-- AIM OF THE EXERCISE --
Transcription should be exact. Include all entries.

-- DATA FOR THE TASK --

▬▬▬▬▬▬▬▬▬▬

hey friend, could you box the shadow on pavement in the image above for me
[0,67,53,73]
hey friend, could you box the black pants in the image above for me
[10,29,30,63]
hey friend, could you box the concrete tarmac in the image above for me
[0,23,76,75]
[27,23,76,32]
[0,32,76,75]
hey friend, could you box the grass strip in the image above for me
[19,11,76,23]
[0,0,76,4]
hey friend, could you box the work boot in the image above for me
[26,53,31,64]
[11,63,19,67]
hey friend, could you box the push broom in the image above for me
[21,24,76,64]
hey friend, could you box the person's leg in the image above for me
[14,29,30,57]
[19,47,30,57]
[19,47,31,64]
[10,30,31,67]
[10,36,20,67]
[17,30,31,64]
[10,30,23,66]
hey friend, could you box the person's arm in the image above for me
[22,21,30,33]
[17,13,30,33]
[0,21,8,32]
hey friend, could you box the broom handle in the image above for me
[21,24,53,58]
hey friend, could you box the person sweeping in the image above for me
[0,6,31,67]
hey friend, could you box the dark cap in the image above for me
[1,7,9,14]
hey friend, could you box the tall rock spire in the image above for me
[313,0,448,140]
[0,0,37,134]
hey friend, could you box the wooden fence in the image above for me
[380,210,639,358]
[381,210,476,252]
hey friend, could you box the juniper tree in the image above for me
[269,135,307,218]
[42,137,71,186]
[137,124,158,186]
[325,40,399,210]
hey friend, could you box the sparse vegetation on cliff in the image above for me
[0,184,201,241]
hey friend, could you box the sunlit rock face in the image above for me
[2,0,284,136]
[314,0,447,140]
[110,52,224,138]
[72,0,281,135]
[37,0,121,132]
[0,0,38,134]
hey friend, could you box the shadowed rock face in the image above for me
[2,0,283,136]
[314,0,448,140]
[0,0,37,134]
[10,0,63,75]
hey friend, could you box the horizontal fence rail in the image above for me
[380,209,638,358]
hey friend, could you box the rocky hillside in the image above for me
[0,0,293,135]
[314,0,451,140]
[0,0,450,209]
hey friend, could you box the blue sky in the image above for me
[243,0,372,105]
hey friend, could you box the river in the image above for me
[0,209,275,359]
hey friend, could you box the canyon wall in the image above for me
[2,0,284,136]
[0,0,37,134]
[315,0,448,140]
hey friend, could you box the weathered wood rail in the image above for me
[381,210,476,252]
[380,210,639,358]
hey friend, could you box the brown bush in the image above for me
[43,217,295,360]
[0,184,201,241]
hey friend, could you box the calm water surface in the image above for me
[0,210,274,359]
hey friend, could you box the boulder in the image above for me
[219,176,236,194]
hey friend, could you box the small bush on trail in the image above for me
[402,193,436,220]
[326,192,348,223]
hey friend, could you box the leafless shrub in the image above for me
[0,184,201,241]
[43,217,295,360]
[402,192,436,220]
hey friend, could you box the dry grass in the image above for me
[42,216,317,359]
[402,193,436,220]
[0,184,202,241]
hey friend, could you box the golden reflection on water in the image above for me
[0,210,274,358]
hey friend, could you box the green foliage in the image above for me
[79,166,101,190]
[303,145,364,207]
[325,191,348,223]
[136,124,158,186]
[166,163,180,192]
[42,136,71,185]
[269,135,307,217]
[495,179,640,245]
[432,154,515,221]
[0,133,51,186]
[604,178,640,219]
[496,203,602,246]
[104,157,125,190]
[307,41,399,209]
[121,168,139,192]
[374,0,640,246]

▬▬▬▬▬▬▬▬▬▬

-- ANSWER TO THIS PROBLEM --
hey friend, could you box the shadow on pavement in the image above for me
[0,67,53,73]
hey friend, could you box the black pants in the image above for me
[10,29,30,63]
hey friend, could you box the concrete tarmac in the image above for me
[0,23,76,75]
[27,23,76,32]
[0,32,76,75]
hey friend, could you box the grass strip in the image above for me
[19,11,76,23]
[0,0,76,4]
hey friend, could you box the work boot in the image above for me
[26,53,31,64]
[11,63,19,67]
hey friend, could you box the push broom in the image above for me
[21,24,76,64]
hey friend, could you box the person's leg in the image above for me
[14,29,30,57]
[19,47,30,57]
[19,47,31,64]
[10,30,31,67]
[10,36,20,67]
[17,30,31,64]
[10,30,23,66]
hey friend, could you box the person's arm in the image above for me
[22,21,30,33]
[17,13,30,33]
[0,21,8,32]
hey friend, could you box the broom handle in the image above for me
[21,24,53,58]
hey friend, could you box the person sweeping in the image above for me
[0,6,31,67]
hey friend, could you box the dark cap in the image above for me
[1,7,9,14]
hey friend, could you box the tall rock spire in the image above for me
[313,0,448,140]
[0,0,37,134]
hey friend, could you box the wooden fence in the image above for me
[380,210,639,358]
[381,210,476,252]
hey friend, could you box the juniper tree in the image above for me
[269,135,307,218]
[42,137,71,186]
[137,124,158,186]
[325,40,399,210]
hey friend, could you box the sparse vegetation on cliff in the image above for me
[0,184,201,241]
hey friend, could you box the sunlit rock face in the image above for me
[2,0,284,136]
[314,0,447,140]
[110,52,224,138]
[72,0,281,135]
[37,0,121,132]
[0,0,38,134]
hey friend, could you box the shadowed rock face in the image above for me
[2,0,283,136]
[314,0,448,140]
[0,0,37,134]
[10,0,63,75]
hey friend, could you box the horizontal fence rail in the image above for me
[380,209,638,358]
hey friend, could you box the rocky hillside in the image above for me
[0,0,293,135]
[314,0,451,140]
[0,0,450,209]
hey friend, could you box the blue sky in the image above for me
[243,0,372,105]
hey friend, could you box the river in the image above for me
[0,209,275,359]
hey friend, could you box the canyon wall in the image above for me
[2,0,284,136]
[0,0,37,134]
[315,0,448,140]
hey friend, could you box the weathered wood rail in the image above for me
[381,210,476,252]
[380,210,639,358]
hey friend, could you box the brown bush in the image above for me
[43,217,295,360]
[0,184,201,241]
hey friend, could you box the calm water surface in the image above for me
[0,210,274,359]
hey friend, could you box the boulder in the image above for me
[219,176,236,194]
hey friend, could you box the small bush on trail in the image above for me
[402,193,436,220]
[326,192,348,223]
hey friend, could you box the leafless shrub in the image above for me
[0,184,201,241]
[43,217,295,360]
[402,192,436,220]
hey friend, could you box the dry grass in the image above for me
[42,216,317,359]
[402,193,436,220]
[0,184,202,241]
hey friend, could you box the golden reflection on water in the image above for me
[0,210,274,358]
hey friend, could you box the green foliage in the image above for me
[79,166,101,190]
[303,145,364,207]
[325,191,348,223]
[136,124,158,186]
[166,163,180,192]
[42,136,71,185]
[269,135,307,217]
[495,179,640,245]
[432,154,515,221]
[0,133,51,186]
[604,178,640,219]
[496,203,602,246]
[104,157,125,190]
[307,41,399,209]
[121,168,139,192]
[374,0,640,246]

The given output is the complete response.